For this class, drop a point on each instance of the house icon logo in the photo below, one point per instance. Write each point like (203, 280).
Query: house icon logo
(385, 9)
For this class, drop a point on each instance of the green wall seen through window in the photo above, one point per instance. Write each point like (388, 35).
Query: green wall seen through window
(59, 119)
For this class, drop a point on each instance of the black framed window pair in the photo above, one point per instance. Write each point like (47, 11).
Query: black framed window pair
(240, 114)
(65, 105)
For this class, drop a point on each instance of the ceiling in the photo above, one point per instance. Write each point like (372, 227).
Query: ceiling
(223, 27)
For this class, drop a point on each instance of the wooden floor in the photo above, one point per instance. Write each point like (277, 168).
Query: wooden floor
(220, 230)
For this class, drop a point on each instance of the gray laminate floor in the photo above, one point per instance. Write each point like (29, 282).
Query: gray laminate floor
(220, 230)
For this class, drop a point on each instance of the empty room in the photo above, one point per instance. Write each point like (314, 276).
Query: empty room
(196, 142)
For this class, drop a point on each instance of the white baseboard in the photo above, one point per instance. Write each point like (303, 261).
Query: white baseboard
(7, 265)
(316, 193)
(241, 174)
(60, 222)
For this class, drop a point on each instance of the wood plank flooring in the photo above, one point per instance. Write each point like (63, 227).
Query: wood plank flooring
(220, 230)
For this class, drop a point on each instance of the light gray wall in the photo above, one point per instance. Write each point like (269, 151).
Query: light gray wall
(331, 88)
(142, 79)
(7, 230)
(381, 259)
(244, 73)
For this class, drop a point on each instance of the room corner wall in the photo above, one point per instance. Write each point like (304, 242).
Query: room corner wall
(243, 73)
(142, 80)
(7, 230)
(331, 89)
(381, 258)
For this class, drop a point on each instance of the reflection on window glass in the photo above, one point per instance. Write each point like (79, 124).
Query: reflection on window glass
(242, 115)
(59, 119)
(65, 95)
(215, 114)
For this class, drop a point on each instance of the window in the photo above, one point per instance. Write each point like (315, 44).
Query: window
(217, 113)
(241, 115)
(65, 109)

• • • • • • •

[BRIEF] Give everything from the line containing "like (79, 124)." down to the end of the records above as a Markdown table with the columns Row and Line. Number each line in order and leave out blank lines.

[ANSWER TO THIS TASK]
| Row | Line |
|---|---|
| 1 | For this class, drop a point on each instance of the reflection on window glass in the photo above, one point per instance. Write each point like (79, 124). |
| 2 | Query: reflection on window glass |
| 3 | (242, 115) |
| 4 | (59, 119) |
| 5 | (65, 95) |
| 6 | (215, 114) |
| 7 | For this class, drop a point on each instance of the window in the photo above, one point per instance. Write each point like (315, 44). |
| 8 | Query: window |
| 9 | (217, 113) |
| 10 | (241, 115) |
| 11 | (65, 109) |